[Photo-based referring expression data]
——
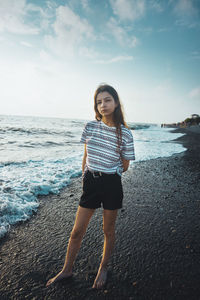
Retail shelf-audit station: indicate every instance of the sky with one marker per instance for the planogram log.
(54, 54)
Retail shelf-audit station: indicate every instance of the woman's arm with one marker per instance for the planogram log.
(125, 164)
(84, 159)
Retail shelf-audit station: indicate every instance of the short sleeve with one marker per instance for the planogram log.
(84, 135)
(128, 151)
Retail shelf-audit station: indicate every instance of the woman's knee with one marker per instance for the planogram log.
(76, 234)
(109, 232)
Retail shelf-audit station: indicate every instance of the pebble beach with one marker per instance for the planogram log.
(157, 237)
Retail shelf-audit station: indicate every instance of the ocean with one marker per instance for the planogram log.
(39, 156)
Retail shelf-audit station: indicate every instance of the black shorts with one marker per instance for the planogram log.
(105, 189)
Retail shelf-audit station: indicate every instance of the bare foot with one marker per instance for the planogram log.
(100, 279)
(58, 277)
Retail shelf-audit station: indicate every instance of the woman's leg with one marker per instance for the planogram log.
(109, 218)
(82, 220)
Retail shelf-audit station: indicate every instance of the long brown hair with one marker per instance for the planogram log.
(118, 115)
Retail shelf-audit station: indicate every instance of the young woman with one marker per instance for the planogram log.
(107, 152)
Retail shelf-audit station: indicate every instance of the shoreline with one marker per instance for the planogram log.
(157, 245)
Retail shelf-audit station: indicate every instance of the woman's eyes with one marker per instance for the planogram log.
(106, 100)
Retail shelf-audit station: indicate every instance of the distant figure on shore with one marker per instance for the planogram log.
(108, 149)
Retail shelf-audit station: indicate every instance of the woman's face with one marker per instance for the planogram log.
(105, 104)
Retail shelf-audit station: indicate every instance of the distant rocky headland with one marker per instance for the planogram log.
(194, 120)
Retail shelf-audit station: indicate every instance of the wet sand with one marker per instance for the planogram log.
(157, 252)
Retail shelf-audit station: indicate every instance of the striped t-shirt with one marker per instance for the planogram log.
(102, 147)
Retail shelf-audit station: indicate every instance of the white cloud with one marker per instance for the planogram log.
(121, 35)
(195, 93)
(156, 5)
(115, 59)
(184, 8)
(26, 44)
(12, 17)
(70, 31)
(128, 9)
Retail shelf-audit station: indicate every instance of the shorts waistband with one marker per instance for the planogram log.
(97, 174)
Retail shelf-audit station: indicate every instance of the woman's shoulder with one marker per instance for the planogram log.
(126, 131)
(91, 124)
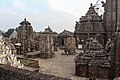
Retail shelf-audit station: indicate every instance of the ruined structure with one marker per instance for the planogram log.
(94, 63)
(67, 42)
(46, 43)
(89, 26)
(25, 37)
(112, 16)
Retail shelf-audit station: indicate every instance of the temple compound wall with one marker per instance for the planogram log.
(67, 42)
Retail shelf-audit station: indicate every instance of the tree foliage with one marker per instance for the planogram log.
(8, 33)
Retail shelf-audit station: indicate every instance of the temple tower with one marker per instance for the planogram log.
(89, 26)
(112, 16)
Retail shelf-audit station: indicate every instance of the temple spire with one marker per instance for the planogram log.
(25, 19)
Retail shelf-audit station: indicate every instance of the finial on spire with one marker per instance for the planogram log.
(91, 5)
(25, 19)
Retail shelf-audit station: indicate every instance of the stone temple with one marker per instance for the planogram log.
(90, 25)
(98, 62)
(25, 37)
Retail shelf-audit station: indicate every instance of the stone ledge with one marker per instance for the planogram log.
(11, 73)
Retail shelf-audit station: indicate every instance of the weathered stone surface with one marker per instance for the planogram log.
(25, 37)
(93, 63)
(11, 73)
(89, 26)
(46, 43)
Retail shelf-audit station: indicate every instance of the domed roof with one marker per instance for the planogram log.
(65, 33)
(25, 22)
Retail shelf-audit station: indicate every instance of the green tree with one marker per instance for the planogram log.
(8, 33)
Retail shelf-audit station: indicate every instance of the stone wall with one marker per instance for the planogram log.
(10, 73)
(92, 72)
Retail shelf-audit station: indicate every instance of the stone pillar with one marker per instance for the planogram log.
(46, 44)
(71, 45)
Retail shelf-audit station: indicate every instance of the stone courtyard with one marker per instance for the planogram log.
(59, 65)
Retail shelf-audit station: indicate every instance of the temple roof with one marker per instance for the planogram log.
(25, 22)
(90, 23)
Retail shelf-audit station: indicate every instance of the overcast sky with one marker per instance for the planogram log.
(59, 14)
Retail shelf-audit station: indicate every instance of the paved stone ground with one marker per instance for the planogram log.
——
ABOUT THIS EXERCISE >> All lines from the one containing "the temple spire" through the final line of the records above are to be set down exactly, and no other line is to appear.

FINISHED TASK >>
Retail shelf-audit station: indicate every instance of the temple spire with one marker per instance for the planogram log.
(25, 19)
Retail shelf-audit station: indicate every instance of the finial on spire with one marker per instance for the planogram log.
(91, 5)
(25, 19)
Retail shelf-audit station: indicate every instance of the stone temple with one marker per instance for the planogram log.
(90, 25)
(98, 62)
(25, 37)
Retail shelf-audit station: indicate every instance of the stone ledge with one marker per instance for the planogram log.
(11, 73)
Retail shelf-audit station: indicate every instance of the weathered stone surface with one marker per instance for the planogram log.
(25, 37)
(93, 63)
(11, 73)
(89, 26)
(46, 43)
Retail shelf-audit station: indicate every instance of the domed roof with one marker per instance for the planogram log.
(65, 33)
(25, 22)
Retail shelf-audit station: indicate every instance of the green tree with one marker per instance for the planogram log.
(8, 33)
Retail shelf-audit station: indicate every instance of the stone wall with one marker per instance for the planogram log.
(10, 73)
(92, 72)
Retail shelf-audit station: indicate every instance of the stone pillar with one marker per instance for the planogram log.
(46, 44)
(71, 45)
Retail shelf-audit station: indicate every instance of the stone courtyard with one marker per instance for the planogram log.
(59, 65)
Retail shelf-audit station: indicate every instance of the temple roof with one marker per instance for the planogram log.
(25, 22)
(90, 23)
Retail shelf-audit station: indicate every instance of the overcast sky with one marker per instance for the planogram log.
(59, 14)
Retail shelf-audit station: indicate every instance of the paved stone ground with one marker per instance for the planogram log.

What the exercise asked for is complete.